[TEXT EXCERPT]
--*--
In the beginning of 2020 the HIFIS team conducted a survey among Helmholtz
scientists with the goals of learning more about the current practices
concerning research software development and identifying future challenges.
This blog post will present a glimpse into the survey's results and our take
on the gathered data.
Specifically, we will take a look at the distribution of programming languages
across the different research fields as well as the utilization of
_Version Control Systems_ (VCS) in the same context.
Last, a short insight into the prevalence of various
_Continuous Integration_ (CI) systems will be given to round out this blog
post.
## Programming Languages
We asked the survey participants which programming languages they regularly
used for writing research software.
The following heatmap displays the relative usage of the most predominant programming languages for each research field
{:.treat-as-figure}

All presented numbers are the relative usage of a given language in a given
field.
They might not always add up to exactly 1.00 per field or per language due to
multiple factors:
* Some participants did not answer both questions.
These answers are not represented in the plot.
* Languages that had not at least a _5%_ share in at least one field were
omitted to focus on the most prominent ones and make the graphic easier to
read.
### What can We Learn?
The first thing that catches the eye is that Python seems to be very dominant
in every research field.
We have to take this appearance with a slight grain of salt since the survey did
not distinguish between the outdated, but generally popular, Python 2 and
the current Python 3.
The popularity of the language amongst researchers is not very surprising:
They are well suited for quickly creating small scale scripts, combined with
an extensive choice of libraries for many use cases.
Consequently, our education and training efforts will continue to provide
offers regarding programming in Python and create appropriate courses and
materials to further the knowledge and best practices in this language amongst
scientists and research software developers.
Regarding consultations we expect the team to receive requests regarding the
porting of older Python 2 applications to Python 3, as well as support
requests for dealing with the variance of virtual environments and package
management for this language.
A second language often selected was C++ which often is a popular choice in
high performance computing and larger applications.
This indicates a potential demand for supporting this language in the future as
well, especially in the context of training as well as consulting.
Notable further mentions would be the the strong presence of the statistics
language R in the _Health_ and _Earth and Environment_ research fields,
which implies the opportunity for education and consulting being tailored and
advertised more towards these areas.
## Version Control systems
Similarly to the question above, a second question was analyzed, concerning the
usage of _Version Control Systems_ (VCS) amongst the participants related to
specific fields of research.
--*--
[REQUIRED TASKS]
A - In the survey blog post, reproduce the passage from "Last, a short" to "answer both questions.", swapping "heatmap" for "bar chart".
B - State how many lines of the records contain the string "blue", giving only the number.

[ENTRIES SHOWN]
--*--
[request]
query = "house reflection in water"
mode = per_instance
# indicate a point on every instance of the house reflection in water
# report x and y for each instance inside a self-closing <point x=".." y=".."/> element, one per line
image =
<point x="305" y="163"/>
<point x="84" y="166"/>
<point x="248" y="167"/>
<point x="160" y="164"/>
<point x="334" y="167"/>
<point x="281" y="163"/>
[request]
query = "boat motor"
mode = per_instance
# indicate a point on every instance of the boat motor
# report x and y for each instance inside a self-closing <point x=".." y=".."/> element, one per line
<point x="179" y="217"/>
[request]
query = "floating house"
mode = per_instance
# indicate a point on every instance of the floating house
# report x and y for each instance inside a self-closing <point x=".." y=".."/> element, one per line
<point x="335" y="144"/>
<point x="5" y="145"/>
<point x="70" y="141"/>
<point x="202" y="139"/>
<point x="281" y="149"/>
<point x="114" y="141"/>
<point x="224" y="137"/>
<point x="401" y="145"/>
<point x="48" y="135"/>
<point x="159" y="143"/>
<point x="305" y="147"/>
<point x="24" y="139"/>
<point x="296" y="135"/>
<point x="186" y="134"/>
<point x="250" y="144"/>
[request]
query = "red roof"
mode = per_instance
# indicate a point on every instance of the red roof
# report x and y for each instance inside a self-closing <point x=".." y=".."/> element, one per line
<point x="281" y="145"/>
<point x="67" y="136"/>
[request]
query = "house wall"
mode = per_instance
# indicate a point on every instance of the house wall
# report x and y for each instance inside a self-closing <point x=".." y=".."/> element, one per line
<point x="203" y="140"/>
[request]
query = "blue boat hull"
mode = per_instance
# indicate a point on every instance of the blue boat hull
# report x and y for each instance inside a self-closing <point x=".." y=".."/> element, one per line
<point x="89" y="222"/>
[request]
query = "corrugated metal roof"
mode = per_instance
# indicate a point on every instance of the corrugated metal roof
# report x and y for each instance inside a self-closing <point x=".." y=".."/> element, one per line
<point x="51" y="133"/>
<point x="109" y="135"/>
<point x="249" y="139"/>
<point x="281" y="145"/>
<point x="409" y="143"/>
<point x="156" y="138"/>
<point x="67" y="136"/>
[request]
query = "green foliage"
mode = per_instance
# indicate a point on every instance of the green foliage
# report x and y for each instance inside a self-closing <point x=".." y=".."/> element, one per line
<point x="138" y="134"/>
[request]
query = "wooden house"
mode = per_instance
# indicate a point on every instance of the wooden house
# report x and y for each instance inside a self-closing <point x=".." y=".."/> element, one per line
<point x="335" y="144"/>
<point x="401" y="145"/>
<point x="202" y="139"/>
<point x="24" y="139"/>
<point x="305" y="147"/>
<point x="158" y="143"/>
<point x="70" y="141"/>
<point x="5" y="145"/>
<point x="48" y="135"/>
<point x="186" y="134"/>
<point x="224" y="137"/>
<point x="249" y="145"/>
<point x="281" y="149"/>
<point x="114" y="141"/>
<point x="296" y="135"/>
--*--
[RESPONSES TO THE TASKS]
A -
Last, a short insight into the prevalence of various
_Continuous Integration_ (CI) systems will be given to round out this blog
post.
## Programming Languages
We asked the survey participants which programming languages they regularly
used for writing research software.
The following bar chart displays the relative usage of the most predominant programming languages for each research field
{:.treat-as-figure}

All presented numbers are the relative usage of a given language in a given
field.
They might not always add up to exactly 1.00 per field or per language due to
multiple factors:
* Some participants did not answer both questions.

B - 2